:: EXTRACTED RECORDS
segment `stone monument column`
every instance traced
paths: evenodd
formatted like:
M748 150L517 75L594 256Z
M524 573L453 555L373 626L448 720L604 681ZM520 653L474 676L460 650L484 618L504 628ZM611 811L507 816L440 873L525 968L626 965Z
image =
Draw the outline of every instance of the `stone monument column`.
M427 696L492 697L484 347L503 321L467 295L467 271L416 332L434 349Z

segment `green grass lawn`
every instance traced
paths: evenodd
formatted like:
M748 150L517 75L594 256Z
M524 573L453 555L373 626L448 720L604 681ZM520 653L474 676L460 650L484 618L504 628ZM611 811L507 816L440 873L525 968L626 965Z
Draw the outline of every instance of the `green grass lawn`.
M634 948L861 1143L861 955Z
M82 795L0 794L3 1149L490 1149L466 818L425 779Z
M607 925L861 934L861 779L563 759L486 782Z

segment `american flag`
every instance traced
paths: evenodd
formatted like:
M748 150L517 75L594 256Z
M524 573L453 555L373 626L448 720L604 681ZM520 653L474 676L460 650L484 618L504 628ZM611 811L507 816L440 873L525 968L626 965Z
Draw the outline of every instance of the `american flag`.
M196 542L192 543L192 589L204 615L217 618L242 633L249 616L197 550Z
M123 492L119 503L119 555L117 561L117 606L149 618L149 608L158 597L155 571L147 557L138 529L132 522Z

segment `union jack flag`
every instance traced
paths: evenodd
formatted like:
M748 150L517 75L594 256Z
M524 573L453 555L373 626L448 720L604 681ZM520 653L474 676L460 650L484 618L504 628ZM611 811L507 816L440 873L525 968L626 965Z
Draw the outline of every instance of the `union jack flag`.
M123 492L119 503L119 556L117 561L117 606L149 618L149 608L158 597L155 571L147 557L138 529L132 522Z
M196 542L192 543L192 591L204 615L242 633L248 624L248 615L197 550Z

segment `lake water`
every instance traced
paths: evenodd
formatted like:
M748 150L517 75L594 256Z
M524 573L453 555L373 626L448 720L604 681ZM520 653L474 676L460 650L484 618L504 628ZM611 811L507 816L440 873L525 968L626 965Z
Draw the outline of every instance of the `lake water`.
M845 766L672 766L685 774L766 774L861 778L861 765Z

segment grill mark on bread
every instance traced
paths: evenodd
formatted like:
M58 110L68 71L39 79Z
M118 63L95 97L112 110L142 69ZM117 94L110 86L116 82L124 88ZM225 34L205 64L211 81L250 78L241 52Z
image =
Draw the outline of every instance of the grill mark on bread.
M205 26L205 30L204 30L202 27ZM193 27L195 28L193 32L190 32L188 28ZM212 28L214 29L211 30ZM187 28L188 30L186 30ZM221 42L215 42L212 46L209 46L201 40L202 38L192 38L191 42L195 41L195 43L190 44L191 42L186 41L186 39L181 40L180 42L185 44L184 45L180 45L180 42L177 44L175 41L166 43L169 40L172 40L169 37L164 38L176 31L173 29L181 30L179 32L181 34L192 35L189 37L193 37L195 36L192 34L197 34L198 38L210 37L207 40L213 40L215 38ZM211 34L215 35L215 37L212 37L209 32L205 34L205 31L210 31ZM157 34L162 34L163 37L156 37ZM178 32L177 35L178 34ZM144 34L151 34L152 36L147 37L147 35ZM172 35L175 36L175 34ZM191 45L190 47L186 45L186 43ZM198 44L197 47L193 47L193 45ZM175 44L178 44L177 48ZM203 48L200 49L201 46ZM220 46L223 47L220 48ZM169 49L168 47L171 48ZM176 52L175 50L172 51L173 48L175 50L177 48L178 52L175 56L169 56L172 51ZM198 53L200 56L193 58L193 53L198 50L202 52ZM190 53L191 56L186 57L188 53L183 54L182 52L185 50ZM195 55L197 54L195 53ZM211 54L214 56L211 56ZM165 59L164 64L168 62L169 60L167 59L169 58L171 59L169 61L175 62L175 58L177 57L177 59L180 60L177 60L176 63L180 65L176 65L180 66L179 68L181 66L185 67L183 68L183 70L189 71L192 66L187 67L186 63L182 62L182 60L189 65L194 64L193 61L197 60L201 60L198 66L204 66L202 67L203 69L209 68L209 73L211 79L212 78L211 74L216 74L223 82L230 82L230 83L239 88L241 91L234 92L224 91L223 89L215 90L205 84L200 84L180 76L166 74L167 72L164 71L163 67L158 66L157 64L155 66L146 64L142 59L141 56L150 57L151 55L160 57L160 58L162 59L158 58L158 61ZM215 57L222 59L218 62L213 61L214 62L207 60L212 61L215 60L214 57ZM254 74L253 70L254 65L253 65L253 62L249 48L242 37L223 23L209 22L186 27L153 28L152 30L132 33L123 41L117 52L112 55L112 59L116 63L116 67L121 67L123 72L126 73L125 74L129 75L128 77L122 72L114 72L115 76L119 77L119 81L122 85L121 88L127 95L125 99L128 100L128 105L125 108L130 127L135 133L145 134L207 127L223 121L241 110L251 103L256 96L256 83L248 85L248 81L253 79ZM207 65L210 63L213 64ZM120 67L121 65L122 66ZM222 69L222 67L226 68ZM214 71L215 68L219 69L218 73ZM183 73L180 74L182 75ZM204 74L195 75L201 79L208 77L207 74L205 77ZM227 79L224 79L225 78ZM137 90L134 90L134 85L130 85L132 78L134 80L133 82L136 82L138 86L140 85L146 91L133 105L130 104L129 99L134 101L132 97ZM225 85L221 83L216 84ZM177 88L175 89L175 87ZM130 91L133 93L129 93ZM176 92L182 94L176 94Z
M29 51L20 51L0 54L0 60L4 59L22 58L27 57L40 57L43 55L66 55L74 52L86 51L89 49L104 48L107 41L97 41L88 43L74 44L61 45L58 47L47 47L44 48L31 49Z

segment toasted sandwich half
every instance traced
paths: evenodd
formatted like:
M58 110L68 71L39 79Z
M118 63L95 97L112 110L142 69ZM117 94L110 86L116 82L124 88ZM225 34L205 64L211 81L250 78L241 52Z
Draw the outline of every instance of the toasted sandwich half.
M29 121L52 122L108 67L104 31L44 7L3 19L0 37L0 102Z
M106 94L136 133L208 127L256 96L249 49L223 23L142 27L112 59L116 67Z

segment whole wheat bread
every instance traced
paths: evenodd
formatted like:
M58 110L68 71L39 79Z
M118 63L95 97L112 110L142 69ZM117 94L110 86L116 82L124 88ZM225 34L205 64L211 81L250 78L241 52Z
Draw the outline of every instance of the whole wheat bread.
::::
Output every record above exactly as it appears.

segment `stone monument column`
every instance traced
paths: evenodd
formatted like:
M748 150L517 75L594 256Z
M524 573L453 555L373 626L448 720L604 681ZM520 653L474 676L460 650L484 618L504 628ZM611 811L507 816L440 873L525 968L626 965Z
image =
Draw the outline of every instance of the `stone monument column`.
M427 696L492 697L484 347L503 321L467 295L467 271L416 332L434 349Z

segment `green grass lawn`
every instance traced
paths: evenodd
formatted like:
M748 150L517 75L594 256Z
M524 573L453 555L373 626L448 720L604 681ZM520 653L474 676L460 650L484 618L504 628ZM611 811L507 816L440 873L525 968L626 965Z
Draw the outline of every instance of the `green grass lawn`.
M634 948L861 1143L861 955Z
M82 795L0 794L3 1149L490 1149L466 818L425 779Z
M607 925L861 934L861 779L563 759L486 782Z

segment `american flag`
every instance traced
paths: evenodd
formatted like:
M748 150L517 75L594 256Z
M524 573L453 555L373 626L448 720L604 681ZM520 653L474 676L460 650L484 618L504 628ZM611 811L507 816L440 873L525 968L626 965Z
Draw the outline of every instance of the `american flag`.
M196 542L192 543L192 589L204 615L217 618L242 633L249 616L197 550Z
M123 492L119 503L119 555L117 561L117 606L149 618L149 608L158 597L155 571L147 557L138 529L132 522Z

segment `union jack flag`
every instance traced
paths: evenodd
formatted like:
M748 150L517 75L594 256Z
M524 573L453 555L373 626L448 720L604 681ZM520 653L474 676L460 650L484 618L504 628ZM611 811L507 816L440 873L525 968L626 965Z
Draw the outline of every instance of the `union jack flag`.
M123 492L119 503L119 556L117 561L117 606L149 618L149 608L158 597L155 571L147 557L138 529L132 522Z
M196 542L192 543L192 591L204 615L242 633L248 624L248 615L197 550Z

segment `lake water`
every instance traced
paths: evenodd
formatted like:
M748 150L517 75L594 256Z
M524 573L453 555L373 626L448 720L604 681ZM520 653L474 676L460 650L484 618L504 628ZM611 811L507 816L440 873L525 968L626 965Z
Draw the outline of every instance of the `lake water`.
M845 766L672 766L685 774L766 774L861 778L861 765Z

segment grill mark on bread
every instance traced
paths: evenodd
formatted like:
M58 110L68 71L39 79Z
M118 63L95 97L112 110L142 69ZM117 94L110 86L116 82L124 88ZM225 34L205 64L211 81L250 78L241 52Z
image =
Draw the outline of every instance of the grill mark on bread.
M205 26L205 30L204 30L202 27ZM193 27L195 28L193 32L190 32L188 28ZM212 28L214 29L211 30ZM187 28L188 30L186 30ZM221 42L215 42L212 46L209 46L201 40L202 38L192 38L191 42L195 41L195 43L190 44L191 42L186 41L186 39L181 40L180 42L185 44L184 45L180 45L180 42L177 44L175 41L166 43L169 40L172 40L169 37L164 38L176 31L173 29L181 30L179 32L181 34L192 35L189 37L193 37L195 36L192 34L197 34L198 38L210 37L207 40L213 40L215 38ZM211 34L215 35L215 37L212 37L209 32L205 34L205 31L210 31ZM157 34L162 34L163 37L156 37ZM178 32L177 35L178 34ZM144 34L151 34L152 36L147 37L147 35ZM172 35L175 36L175 34ZM191 45L190 47L186 45L186 43ZM198 44L197 47L193 47L193 45ZM175 44L178 44L177 48ZM203 48L200 49L201 46ZM220 46L223 47L220 48ZM169 49L168 47L171 48ZM176 52L175 50L172 51L173 48L175 50L177 48L178 52L175 56L169 56L172 51ZM198 53L200 56L193 58L193 53L198 50L202 52ZM190 53L191 56L186 57L188 53L183 54L182 52L185 50ZM195 55L197 54L195 53ZM211 54L214 56L211 56ZM165 59L164 64L168 62L169 60L167 59L169 58L171 59L169 61L175 62L175 58L177 57L177 59L180 60L177 60L176 63L180 65L176 65L180 66L179 68L181 66L185 67L183 68L183 70L189 71L192 66L187 67L186 63L182 62L182 60L189 65L194 64L193 61L197 60L201 60L198 66L204 66L202 67L203 69L209 68L209 73L211 79L212 78L211 74L216 74L223 82L230 82L230 83L239 88L241 91L234 92L224 91L223 89L215 90L205 84L200 84L180 76L166 74L167 72L164 71L163 67L158 66L157 64L155 66L146 64L142 59L141 56L150 57L151 55L160 57L160 58L162 59L158 58L158 61ZM215 57L222 59L218 62L213 61L214 62L207 60L212 61L215 60L214 57ZM254 74L253 70L254 65L253 65L253 62L249 48L242 37L223 23L209 22L186 27L153 28L152 30L132 33L123 41L117 52L112 55L112 59L116 63L116 67L121 67L123 72L126 73L125 74L129 75L128 77L122 72L114 72L115 76L119 77L119 81L122 85L121 88L127 95L125 99L128 100L128 105L125 108L130 127L135 133L145 134L207 127L223 121L241 110L251 103L256 96L256 83L248 85L248 81L253 79ZM207 65L210 63L213 64ZM120 67L121 65L122 66ZM222 69L222 67L226 68ZM214 71L215 68L219 69L218 73ZM183 73L180 74L182 75ZM204 74L195 75L201 79L208 77L207 74L205 77ZM227 79L224 79L225 78ZM137 90L134 90L134 85L130 85L132 78L134 80L133 82L136 82L138 86L140 85L146 91L133 105L130 104L129 99L134 101L132 97ZM225 85L221 83L216 84ZM177 88L175 89L175 87ZM130 91L133 93L129 93ZM176 92L182 94L176 94Z
M29 51L20 51L0 54L0 60L4 59L22 58L27 57L40 57L43 55L66 55L74 52L86 51L89 49L104 48L107 41L97 41L88 43L74 44L61 45L58 47L47 47L44 48L31 49Z

segment toasted sandwich half
every instance traced
paths: evenodd
formatted like:
M58 110L68 71L39 79Z
M118 63L95 97L112 110L142 69ZM117 94L110 86L116 82L124 88ZM225 34L205 64L211 81L250 78L241 52Z
Draw the outline of every instance of the toasted sandwich half.
M29 121L52 122L108 67L104 31L44 7L3 19L0 37L0 102Z
M106 94L136 133L208 127L256 96L249 49L223 23L142 27L112 59L116 67Z

segment whole wheat bread
every instance traced
paths: evenodd
formatted like:
M58 110L68 71L39 79Z
M118 63L95 97L112 110L142 69ZM117 94L110 86L116 82L124 88ZM225 34L205 64L211 81L250 78L241 52Z
Draw the outline of every instance of the whole wheat bread.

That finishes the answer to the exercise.